## GIVEN RECORDS
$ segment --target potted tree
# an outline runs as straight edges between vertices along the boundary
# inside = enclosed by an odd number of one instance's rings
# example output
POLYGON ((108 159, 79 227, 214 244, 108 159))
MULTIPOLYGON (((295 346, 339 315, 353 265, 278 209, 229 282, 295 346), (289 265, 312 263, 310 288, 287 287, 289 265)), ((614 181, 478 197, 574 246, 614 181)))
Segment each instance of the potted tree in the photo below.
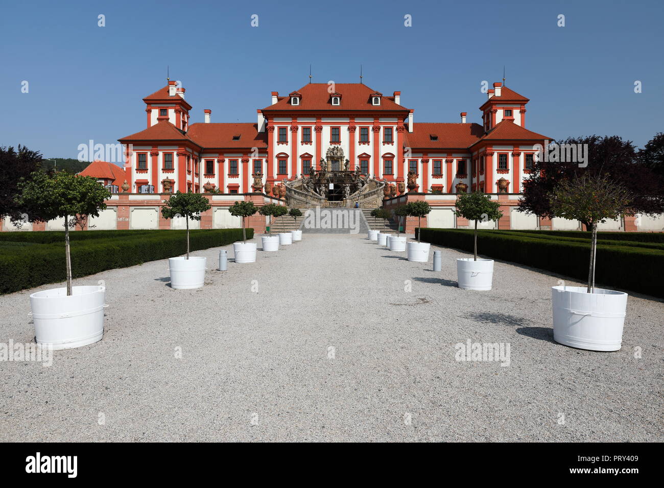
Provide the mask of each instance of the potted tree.
POLYGON ((242 242, 233 243, 235 262, 244 264, 256 262, 256 242, 247 242, 244 219, 254 215, 258 209, 254 202, 236 201, 228 207, 228 212, 234 217, 241 217, 242 220, 242 242))
MULTIPOLYGON (((371 213, 369 214, 372 217, 374 218, 374 222, 375 223, 375 219, 380 218, 381 209, 380 208, 374 208, 371 210, 371 213)), ((383 226, 384 228, 384 226, 383 226)), ((373 240, 374 242, 378 242, 378 234, 380 230, 374 230, 369 228, 369 232, 367 233, 367 236, 369 240, 373 240)))
MULTIPOLYGON (((288 210, 288 214, 293 217, 293 220, 295 220, 295 225, 297 226, 297 217, 302 216, 302 212, 299 208, 291 208, 288 210)), ((299 229, 296 229, 295 230, 291 230, 291 234, 293 234, 293 240, 302 240, 302 231, 299 229)))
POLYGON ((390 213, 384 208, 374 208, 371 215, 376 218, 382 219, 382 230, 376 235, 376 242, 380 246, 387 246, 387 239, 392 236, 390 232, 385 232, 385 224, 390 218, 390 213))
MULTIPOLYGON (((268 203, 266 205, 263 205, 258 209, 258 212, 261 215, 264 215, 266 217, 272 217, 278 212, 276 208, 280 206, 280 205, 276 205, 274 203, 268 203)), ((268 226, 268 236, 263 236, 261 238, 261 240, 263 243, 263 250, 268 252, 274 252, 279 250, 279 236, 272 235, 272 225, 268 226)))
POLYGON ((588 222, 592 233, 588 285, 552 288, 553 339, 581 349, 618 351, 627 294, 595 287, 597 224, 631 213, 633 197, 607 177, 588 174, 562 181, 550 195, 555 216, 588 222))
POLYGON ((477 222, 497 220, 503 216, 500 204, 489 195, 479 192, 459 193, 457 197, 457 217, 474 220, 473 256, 457 260, 457 282, 464 289, 489 290, 493 280, 493 260, 477 259, 477 222))
MULTIPOLYGON (((106 287, 73 286, 69 229, 88 216, 99 216, 111 194, 95 179, 58 171, 33 173, 17 185, 17 205, 30 222, 62 219, 66 286, 30 295, 37 344, 53 349, 80 347, 104 335, 106 287)), ((53 264, 54 266, 58 266, 53 264)))
POLYGON ((431 244, 428 242, 421 242, 422 218, 426 217, 431 212, 431 205, 424 200, 417 200, 406 204, 406 215, 418 218, 417 242, 408 243, 408 261, 418 263, 426 263, 429 260, 429 251, 431 244))
POLYGON ((167 200, 161 207, 164 218, 184 217, 187 222, 187 253, 185 256, 169 258, 171 273, 171 287, 175 289, 200 288, 205 282, 205 265, 207 258, 189 256, 189 219, 201 220, 201 212, 212 208, 208 199, 201 193, 178 191, 167 200))
POLYGON ((408 214, 408 208, 406 205, 401 205, 394 210, 394 215, 396 216, 396 235, 390 238, 390 251, 405 251, 406 250, 406 236, 402 237, 401 222, 403 218, 408 214))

## GIVEN INSTRUCTION
Retype the rows above word for word, starting at the very first line and ending with the line that contains "MULTIPOLYGON (((106 287, 73". Leave out the pictures.

## IN RESPONSE
$ segment --target potted tree
# an outline runs as straight edges between vertices along the boundary
# inside = enclosed by an odd number of one instance's rings
# example output
POLYGON ((108 159, 79 227, 214 244, 108 159))
MULTIPOLYGON (((295 346, 339 315, 353 265, 278 209, 229 282, 295 346), (289 265, 312 263, 310 288, 287 287, 289 265)), ((614 181, 478 197, 574 246, 614 181)))
Segment each instance of the potted tree in the photo below.
Provide the mask of each instance of the potted tree.
POLYGON ((242 242, 233 243, 235 262, 244 264, 256 262, 256 242, 247 242, 244 219, 254 215, 258 209, 254 202, 236 201, 228 207, 228 212, 234 217, 241 217, 242 220, 242 242))
MULTIPOLYGON (((371 213, 369 214, 372 217, 374 218, 374 222, 375 223, 375 219, 380 218, 381 209, 380 208, 374 208, 371 210, 371 213)), ((383 226, 384 228, 384 226, 383 226)), ((373 240, 374 242, 378 242, 378 234, 380 230, 374 230, 369 228, 369 232, 367 233, 367 236, 369 240, 373 240)))
MULTIPOLYGON (((288 210, 288 214, 293 217, 293 220, 295 220, 295 225, 297 226, 297 217, 302 216, 302 212, 299 208, 291 208, 288 210)), ((299 229, 296 229, 295 230, 291 230, 291 234, 293 234, 293 240, 302 240, 302 231, 299 229)))
POLYGON ((390 213, 384 208, 374 208, 371 215, 376 218, 382 219, 382 230, 376 235, 376 242, 380 246, 387 246, 387 239, 392 236, 390 232, 385 232, 385 224, 390 218, 390 213))
MULTIPOLYGON (((268 203, 266 205, 263 205, 258 209, 258 212, 261 215, 264 215, 266 217, 272 217, 278 212, 276 208, 280 206, 280 205, 276 205, 274 203, 268 203)), ((268 226, 268 236, 263 236, 261 238, 261 240, 263 243, 263 250, 268 252, 274 252, 279 250, 279 236, 272 235, 272 225, 268 226)))
POLYGON ((588 222, 592 233, 588 285, 552 288, 553 339, 581 349, 618 351, 627 294, 595 287, 597 224, 631 213, 633 197, 607 177, 588 174, 562 181, 550 195, 555 216, 588 222))
POLYGON ((477 222, 497 220, 503 216, 500 204, 489 195, 479 192, 459 193, 457 197, 457 217, 474 220, 473 256, 457 260, 457 282, 464 289, 489 290, 493 280, 493 260, 477 259, 477 222))
MULTIPOLYGON (((106 287, 73 286, 69 229, 88 216, 99 216, 111 194, 95 179, 58 171, 33 173, 17 185, 17 205, 30 222, 62 219, 66 286, 30 295, 37 344, 53 349, 80 347, 104 335, 106 287)), ((53 264, 54 266, 58 266, 53 264)))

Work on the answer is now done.